QUOTED TEXT:
The Invaders (or The New Invaders) is a two-part television miniseries revival based on the 1967-68 original series The Invaders. Directed by Paul Shapiro, the miniseries was first aired in 1995. Scott Bakula starred as Nolan Wood, who discovers the alien conspiracy, and Roy Thinnes appears very briefly as David Vincent, now an old man handing the burden over to Wood.

Plot
Former Air Force officer Nolan Wood, an inmate in prison for manslaughter charges,  meets David Vincent (from the original TV series) while both are in prison. Vincent tells Nolan a fantastic story about the alien conspiracy to control the world. Wood begins to have visions about aliens and UFOs.

Later, Wood (Bakula),  now a recently released convict, is taken over by aliens. He thinks he is able to throw off their control with the help of nurse Garza (Pena). In fact the control and Wood's apparent successful resistance and visions are part of a plot by the aliens to kill a Harvard ecologist. 
 
With knowledge of the aliens’ plot, Wood must save a presidential candidate on a train that is out of control

Cast 
 Scott Bakula : Nolan Wood 
 Elizabeth Peña : Ellen Garza 
 Richard Thomas : Jerry Thayer 
 DeLane Matthews : Amanda Thayer 
 Terence Knox : Lt. Coyle
 Raoul Trujillo : Carlos Suarez 
 Shannon Kenny : Grace
 Mario Yedidia : Kyle Thayer
 Richard Belzer : Randy Stein 
 Roy Thinnes : David Vincent
 Erik King : Doctor Josh Webber
 Debra Jo Rupp : Rita
 Todd Susman : Capt. Johnson
 Jon Cypher : Senator Alex Feinman
 Channon Roe : Rudnik
 Jack Kehler : Monck Patterson
 Jon Polito : Whitley

Production
The premise was used as the basis for a four-hour television miniseries on Fox. The miniseries has been released in some countries on home video, edited into a single movie. The first part aired on November 12, 1995; part 2 aired on November 14, 1995 (both in two-hour time slots).

EXERCISE: In the miniseries text, what crime had Nolan Wood been imprisoned for? The rows below were taken from a different source than the miniseries text.

RECORDS SUPPLIED:
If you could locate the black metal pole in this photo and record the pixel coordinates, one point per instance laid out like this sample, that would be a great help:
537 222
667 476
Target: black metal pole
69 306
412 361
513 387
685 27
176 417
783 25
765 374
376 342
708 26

PROBLEM SOLUTION: Manslaughter.